(Document extract):
● ● ● ● ●

The television recording system and the stereo sound system are not appliances or musical instruments within the meaning of those terms as used in 11 U.S.C. § 522(f)(2)(A).

The court cannot, however, think of any sound reason, and none has been offered by the defendant, why in the year 1980, considering its wide acceptance and use as a source of family entertainment and enjoyment, the stereo sound system should not be considered “household goods,” under 11 U.S.C. § 522(f)(2)(A).

*432The television recording system serves much the same purpose as the stereo system. The principal and only real distinction is that the television recorder reproduces visual images as well as sound. That alone should not disqualify it as goods of the household if the stereo so qualifies.

The nonpossessory and nonpurchase-mon-ey security interest of the defendant, Dial Plan, in the Sony Betamax SL 600; the Pioneer SX-727 REC; the Sharp RT-3388; and the 4 Yamaha Zenith Speakers, should be avoided.

An appropriate order will be entered.

ORDER ON COMPLAINT TO AVOID LIENS

At Des Moines, in the Southern District of Iowa, on the 7th day of August, 1980.

● ● ● ● ●

(Input):
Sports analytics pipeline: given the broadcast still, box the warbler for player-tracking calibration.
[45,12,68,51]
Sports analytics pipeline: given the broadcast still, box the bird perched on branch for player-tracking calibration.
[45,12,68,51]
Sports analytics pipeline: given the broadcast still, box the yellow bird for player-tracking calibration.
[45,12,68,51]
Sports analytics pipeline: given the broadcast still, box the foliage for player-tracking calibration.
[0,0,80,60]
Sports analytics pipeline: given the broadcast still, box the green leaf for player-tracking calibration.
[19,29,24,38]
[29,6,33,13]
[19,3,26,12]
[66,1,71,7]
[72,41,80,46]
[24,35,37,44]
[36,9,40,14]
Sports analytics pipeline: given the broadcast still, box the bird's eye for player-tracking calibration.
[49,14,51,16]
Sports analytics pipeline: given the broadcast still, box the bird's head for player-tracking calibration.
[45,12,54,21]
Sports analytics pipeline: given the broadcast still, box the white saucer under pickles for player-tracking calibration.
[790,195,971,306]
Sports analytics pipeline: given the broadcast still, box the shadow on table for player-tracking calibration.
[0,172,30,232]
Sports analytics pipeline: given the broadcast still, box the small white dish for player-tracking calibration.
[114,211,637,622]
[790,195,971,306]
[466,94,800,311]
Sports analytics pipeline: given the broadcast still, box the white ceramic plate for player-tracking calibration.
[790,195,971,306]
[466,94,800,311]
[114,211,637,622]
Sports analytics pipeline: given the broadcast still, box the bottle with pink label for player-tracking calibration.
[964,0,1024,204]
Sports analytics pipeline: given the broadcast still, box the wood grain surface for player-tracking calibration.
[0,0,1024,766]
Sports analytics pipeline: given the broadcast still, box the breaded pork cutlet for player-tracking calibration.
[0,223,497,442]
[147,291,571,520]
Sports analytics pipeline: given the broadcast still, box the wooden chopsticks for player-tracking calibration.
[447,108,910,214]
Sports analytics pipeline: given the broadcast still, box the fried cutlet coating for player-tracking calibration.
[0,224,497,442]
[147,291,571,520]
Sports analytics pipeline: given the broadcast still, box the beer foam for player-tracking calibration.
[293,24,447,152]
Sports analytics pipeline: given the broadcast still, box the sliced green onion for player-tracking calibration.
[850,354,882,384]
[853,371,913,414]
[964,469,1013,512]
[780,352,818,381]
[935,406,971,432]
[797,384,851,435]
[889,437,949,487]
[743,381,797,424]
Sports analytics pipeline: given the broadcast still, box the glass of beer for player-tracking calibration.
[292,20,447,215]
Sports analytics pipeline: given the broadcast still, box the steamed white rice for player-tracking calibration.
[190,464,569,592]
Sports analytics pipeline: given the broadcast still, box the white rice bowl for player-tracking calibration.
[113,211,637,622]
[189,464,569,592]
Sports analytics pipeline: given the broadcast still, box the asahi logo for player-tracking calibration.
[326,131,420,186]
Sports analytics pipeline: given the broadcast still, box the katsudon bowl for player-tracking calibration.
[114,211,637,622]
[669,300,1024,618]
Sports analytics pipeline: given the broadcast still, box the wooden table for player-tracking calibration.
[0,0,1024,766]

● ● ● ● ●

(Set of tasks):
1. Rewrite the paragraph of the court opinion that begins "The court cannot, however, think" in a shorter form that keeps its main facts.
2. Turn the records, from their first line through the line containing "[447,108,910,214]", into a numbered list, leaving out any blank lines.
These records are unrelated to the court opinion.

(Solutions to the problems):
1. The court sees no sound reason, and the defendant gave none, why the stereo sound system should not be treated as "household goods" under 11 U.S.C. § 522(f)(2)(A) in 1980, given how widely it is accepted and used for family entertainment and enjoyment.

2.
1. Sports analytics pipeline: given the broadcast still, box the warbler for player-tracking calibration.
2. [45,12,68,51]
3. Sports analytics pipeline: given the broadcast still, box the bird perched on branch for player-tracking calibration.
4. [45,12,68,51]
5. Sports analytics pipeline: given the broadcast still, box the yellow bird for player-tracking calibration.
6. [45,12,68,51]
7. Sports analytics pipeline: given the broadcast still, box the foliage for player-tracking calibration.
8. [0,0,80,60]
9. Sports analytics pipeline: given the broadcast still, box the green leaf for player-tracking calibration.
10. [19,29,24,38]
11. [29,6,33,13]
12. [19,3,26,12]
13. [66,1,71,7]
14. [72,41,80,46]
15. [24,35,37,44]
16. [36,9,40,14]
17. Sports analytics pipeline: given the broadcast still, box the bird's eye for player-tracking calibration.
18. [49,14,51,16]
19. Sports analytics pipeline: given the broadcast still, box the bird's head for player-tracking calibration.
20. [45,12,54,21]
21. Sports analytics pipeline: given the broadcast still, box the white saucer under pickles for player-tracking calibration.
22. [790,195,971,306]
23. Sports analytics pipeline: given the broadcast still, box the shadow on table for player-tracking calibration.
24. [0,172,30,232]
25. Sports analytics pipeline: given the broadcast still, box the small white dish for player-tracking calibration.
26. [114,211,637,622]
27. [790,195,971,306]
28. [466,94,800,311]
29. Sports analytics pipeline: given the broadcast still, box the white ceramic plate for player-tracking calibration.
30. [790,195,971,306]
31. [466,94,800,311]
32. [114,211,637,622]
33. Sports analytics pipeline: given the broadcast still, box the bottle with pink label for player-tracking calibration.
34. [964,0,1024,204]
35. Sports analytics pipeline: given the broadcast still, box the wood grain surface for player-tracking calibration.
36. [0,0,1024,766]
37. Sports analytics pipeline: given the broadcast still, box the breaded pork cutlet for player-tracking calibration.
38. [0,223,497,442]
39. [147,291,571,520]
40. Sports analytics pipeline: given the broadcast still, box the wooden chopsticks for player-tracking calibration.
41. [447,108,910,214]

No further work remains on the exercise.